The task »
Where the line with "Reviewer note: confirm that every instance of the green grass" appears in the records below, start there and transcribe each line exactly through the last.

Records for processing »
⟨

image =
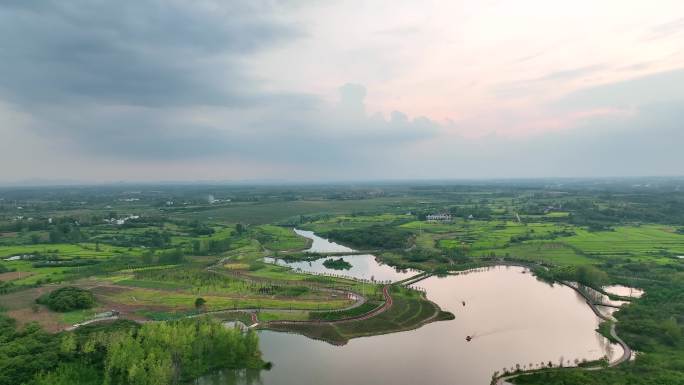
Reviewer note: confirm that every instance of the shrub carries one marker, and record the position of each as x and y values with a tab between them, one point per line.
67	299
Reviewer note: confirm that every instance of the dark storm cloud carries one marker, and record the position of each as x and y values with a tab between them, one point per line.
132	51
169	80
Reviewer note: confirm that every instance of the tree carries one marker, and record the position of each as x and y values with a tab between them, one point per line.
199	303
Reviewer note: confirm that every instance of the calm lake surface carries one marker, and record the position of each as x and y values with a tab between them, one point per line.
364	266
322	245
513	317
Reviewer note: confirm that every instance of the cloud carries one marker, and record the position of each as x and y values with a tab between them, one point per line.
666	30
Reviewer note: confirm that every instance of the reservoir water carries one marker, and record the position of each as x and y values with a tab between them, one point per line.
512	317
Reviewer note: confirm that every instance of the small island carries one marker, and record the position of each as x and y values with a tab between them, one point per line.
337	264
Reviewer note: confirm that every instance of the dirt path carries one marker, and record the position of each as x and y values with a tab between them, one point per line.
362	317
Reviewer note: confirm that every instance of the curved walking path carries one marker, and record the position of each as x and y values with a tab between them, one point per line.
385	306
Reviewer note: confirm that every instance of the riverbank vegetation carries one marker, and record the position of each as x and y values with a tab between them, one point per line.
123	353
150	252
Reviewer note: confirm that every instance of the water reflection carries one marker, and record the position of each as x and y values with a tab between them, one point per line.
322	245
364	266
513	318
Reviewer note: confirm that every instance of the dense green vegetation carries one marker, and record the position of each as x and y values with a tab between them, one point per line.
123	353
67	299
337	264
157	250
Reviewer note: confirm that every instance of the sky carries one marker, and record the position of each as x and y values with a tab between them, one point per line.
151	90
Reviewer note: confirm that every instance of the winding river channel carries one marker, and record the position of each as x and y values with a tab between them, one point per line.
513	318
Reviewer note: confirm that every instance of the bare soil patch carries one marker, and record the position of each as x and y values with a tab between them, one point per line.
12	275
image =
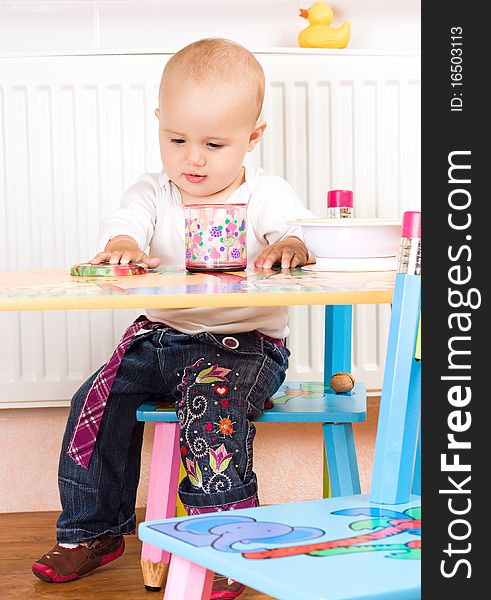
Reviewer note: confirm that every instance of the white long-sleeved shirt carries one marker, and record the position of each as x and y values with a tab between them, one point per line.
151	212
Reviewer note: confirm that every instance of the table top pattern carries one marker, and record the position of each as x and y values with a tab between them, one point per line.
176	288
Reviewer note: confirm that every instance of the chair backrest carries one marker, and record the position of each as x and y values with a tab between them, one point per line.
396	445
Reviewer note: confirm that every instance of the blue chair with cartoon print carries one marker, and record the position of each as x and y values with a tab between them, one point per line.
358	546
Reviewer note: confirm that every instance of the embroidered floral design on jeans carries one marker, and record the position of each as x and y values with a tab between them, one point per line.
192	407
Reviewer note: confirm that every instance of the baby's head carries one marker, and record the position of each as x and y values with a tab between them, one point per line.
210	98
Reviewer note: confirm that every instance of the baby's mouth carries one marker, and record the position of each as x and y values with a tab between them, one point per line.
194	177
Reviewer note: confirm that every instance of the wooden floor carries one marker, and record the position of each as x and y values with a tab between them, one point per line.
24	537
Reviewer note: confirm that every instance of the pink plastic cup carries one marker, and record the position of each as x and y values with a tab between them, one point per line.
216	237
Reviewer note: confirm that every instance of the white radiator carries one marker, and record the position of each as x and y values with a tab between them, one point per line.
75	131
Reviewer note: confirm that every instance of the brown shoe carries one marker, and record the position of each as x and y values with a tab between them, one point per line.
65	564
225	588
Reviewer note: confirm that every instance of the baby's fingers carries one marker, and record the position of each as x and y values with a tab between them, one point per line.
100	257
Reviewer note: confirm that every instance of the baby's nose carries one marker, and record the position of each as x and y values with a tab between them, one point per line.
196	158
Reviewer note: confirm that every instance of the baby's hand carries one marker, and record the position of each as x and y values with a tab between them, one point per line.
291	252
123	250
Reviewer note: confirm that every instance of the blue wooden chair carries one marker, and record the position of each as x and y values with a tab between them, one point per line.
295	402
361	546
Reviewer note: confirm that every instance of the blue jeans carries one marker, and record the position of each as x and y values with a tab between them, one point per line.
218	389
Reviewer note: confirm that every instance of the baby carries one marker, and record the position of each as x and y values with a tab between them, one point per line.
210	100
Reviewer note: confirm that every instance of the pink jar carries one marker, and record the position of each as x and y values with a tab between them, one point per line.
340	204
216	238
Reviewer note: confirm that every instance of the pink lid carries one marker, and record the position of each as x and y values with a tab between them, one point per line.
339	198
411	224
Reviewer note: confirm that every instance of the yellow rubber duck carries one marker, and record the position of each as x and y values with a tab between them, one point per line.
318	34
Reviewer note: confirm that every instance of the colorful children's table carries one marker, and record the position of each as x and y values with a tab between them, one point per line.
174	288
171	288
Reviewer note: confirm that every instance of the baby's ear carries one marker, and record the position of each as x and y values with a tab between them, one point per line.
256	135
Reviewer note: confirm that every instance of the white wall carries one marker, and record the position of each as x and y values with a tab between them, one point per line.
92	26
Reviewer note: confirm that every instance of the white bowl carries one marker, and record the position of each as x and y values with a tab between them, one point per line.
351	238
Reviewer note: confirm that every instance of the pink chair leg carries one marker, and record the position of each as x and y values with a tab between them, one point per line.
187	581
162	494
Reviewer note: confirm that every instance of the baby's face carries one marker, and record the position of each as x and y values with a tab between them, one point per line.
204	134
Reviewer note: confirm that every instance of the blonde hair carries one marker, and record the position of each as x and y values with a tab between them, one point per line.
216	60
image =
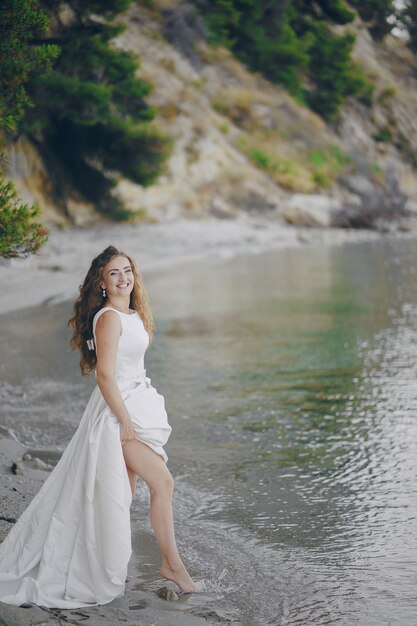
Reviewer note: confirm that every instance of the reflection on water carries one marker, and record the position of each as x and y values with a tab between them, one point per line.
290	380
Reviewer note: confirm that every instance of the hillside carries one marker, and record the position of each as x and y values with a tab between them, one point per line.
242	146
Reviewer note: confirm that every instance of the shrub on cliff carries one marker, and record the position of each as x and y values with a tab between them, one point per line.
20	233
89	116
21	23
291	43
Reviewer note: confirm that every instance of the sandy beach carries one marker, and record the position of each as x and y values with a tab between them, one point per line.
53	276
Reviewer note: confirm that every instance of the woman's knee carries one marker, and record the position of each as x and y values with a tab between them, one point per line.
165	484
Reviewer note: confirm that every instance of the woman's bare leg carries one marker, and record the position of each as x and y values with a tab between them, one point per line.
132	480
143	461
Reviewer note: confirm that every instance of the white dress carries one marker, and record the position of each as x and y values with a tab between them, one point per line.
71	546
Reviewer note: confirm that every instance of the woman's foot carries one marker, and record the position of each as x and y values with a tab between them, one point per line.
179	576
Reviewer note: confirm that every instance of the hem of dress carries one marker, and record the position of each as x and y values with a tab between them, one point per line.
163	454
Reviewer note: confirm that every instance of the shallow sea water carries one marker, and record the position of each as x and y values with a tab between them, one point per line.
290	379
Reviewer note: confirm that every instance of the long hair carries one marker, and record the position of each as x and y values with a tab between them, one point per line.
91	300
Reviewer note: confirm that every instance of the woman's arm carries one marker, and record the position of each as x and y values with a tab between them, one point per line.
108	330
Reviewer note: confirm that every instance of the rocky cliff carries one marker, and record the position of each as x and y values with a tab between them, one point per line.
242	146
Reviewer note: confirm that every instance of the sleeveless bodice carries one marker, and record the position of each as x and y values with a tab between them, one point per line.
133	344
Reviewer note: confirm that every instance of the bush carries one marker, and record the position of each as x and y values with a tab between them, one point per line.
20	235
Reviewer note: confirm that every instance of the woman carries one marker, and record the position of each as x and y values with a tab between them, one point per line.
71	546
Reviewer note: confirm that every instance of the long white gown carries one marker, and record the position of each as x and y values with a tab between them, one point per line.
71	546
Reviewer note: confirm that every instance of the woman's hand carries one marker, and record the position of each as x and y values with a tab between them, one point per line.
127	432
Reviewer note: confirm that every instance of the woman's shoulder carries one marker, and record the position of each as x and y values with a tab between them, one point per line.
106	309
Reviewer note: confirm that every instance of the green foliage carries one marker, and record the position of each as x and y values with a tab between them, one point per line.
292	44
90	113
334	75
20	235
409	19
21	23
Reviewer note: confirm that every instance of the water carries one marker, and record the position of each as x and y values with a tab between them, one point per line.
290	381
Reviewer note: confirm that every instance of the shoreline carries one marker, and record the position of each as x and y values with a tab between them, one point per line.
53	275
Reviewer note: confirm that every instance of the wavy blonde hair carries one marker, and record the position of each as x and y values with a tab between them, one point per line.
91	300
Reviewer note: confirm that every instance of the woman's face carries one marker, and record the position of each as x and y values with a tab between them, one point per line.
118	279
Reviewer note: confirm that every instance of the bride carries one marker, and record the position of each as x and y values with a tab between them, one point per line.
71	546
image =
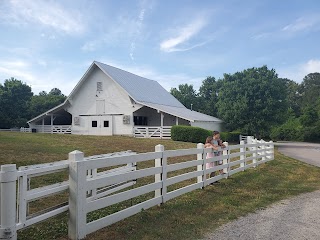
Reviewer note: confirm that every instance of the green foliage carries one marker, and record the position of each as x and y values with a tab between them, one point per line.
253	101
291	130
189	134
310	90
187	96
312	134
14	99
43	102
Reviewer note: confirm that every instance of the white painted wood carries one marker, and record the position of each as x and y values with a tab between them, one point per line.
183	177
120	160
8	178
113	218
226	159
22	198
109	180
234	163
201	167
183	190
183	152
42	217
120	197
158	163
46	191
183	165
243	154
254	154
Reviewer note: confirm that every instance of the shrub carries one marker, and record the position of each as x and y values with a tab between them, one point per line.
289	131
189	134
199	135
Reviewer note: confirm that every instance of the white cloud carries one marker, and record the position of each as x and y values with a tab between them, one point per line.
46	13
183	35
301	24
299	71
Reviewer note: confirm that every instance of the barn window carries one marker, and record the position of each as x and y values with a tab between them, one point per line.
140	120
99	86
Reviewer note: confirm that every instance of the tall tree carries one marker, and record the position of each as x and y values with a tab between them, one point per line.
310	89
186	95
253	100
43	102
14	99
208	94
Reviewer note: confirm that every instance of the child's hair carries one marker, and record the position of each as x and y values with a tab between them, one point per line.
209	139
215	133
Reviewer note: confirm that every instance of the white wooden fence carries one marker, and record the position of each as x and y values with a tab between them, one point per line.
91	190
152	132
60	129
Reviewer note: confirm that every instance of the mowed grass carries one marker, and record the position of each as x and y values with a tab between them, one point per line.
189	216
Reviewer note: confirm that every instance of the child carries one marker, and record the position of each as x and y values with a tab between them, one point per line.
209	144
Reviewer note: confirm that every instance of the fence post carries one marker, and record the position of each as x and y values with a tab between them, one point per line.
158	162
243	155
254	155
263	147
272	150
77	196
8	201
200	156
226	161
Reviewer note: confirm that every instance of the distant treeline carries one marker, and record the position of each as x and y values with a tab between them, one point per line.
18	104
257	102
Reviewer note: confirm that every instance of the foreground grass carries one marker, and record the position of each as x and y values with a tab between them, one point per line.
187	217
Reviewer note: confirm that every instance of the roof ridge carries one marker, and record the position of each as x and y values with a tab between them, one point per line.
126	71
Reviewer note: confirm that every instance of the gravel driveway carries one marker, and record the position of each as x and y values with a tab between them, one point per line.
296	218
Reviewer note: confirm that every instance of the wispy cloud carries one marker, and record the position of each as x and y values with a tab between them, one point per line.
301	24
45	13
298	71
184	34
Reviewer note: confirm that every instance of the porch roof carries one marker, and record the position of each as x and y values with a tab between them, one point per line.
183	113
52	110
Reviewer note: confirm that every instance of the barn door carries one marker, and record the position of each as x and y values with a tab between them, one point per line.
101	125
100	104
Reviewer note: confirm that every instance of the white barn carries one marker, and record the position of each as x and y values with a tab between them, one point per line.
111	101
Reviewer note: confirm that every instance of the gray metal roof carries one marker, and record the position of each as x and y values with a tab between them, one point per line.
139	88
183	113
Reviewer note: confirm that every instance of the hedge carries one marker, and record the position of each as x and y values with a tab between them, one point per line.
199	135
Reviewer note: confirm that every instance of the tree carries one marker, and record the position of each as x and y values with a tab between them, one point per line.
310	89
43	102
252	101
186	95
14	99
208	94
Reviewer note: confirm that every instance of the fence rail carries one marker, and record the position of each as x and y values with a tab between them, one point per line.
152	132
92	188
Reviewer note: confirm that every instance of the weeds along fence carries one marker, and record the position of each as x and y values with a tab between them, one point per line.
100	188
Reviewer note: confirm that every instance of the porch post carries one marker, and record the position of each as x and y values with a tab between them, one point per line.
162	116
51	123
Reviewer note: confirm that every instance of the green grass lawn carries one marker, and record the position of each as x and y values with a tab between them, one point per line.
189	216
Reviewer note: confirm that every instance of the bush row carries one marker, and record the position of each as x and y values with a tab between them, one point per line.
199	135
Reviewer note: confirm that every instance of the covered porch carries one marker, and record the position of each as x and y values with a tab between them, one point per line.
153	123
56	121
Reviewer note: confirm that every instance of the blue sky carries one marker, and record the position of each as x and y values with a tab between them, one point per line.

⟩

Answer box »
Reviewer note: confirm that every instance of the green grass lawn carries one marker, and record the position of each as x and y values with a tab between them, one point per line.
189	216
Reviewer note: confirm that every instance of the bush row carries one marker, and record the position of each as x and y values with a tab between them, one point per line.
199	135
Reviewer note: confirm that every instance of the covered porch carries one marker, and record the position of each as x and y values with a tab between them, one point per line.
153	123
56	121
Reviewer note: confirm that every instance of the blue sky carries one marker, and record the position of each as x and y values with a tab between them, one point per line.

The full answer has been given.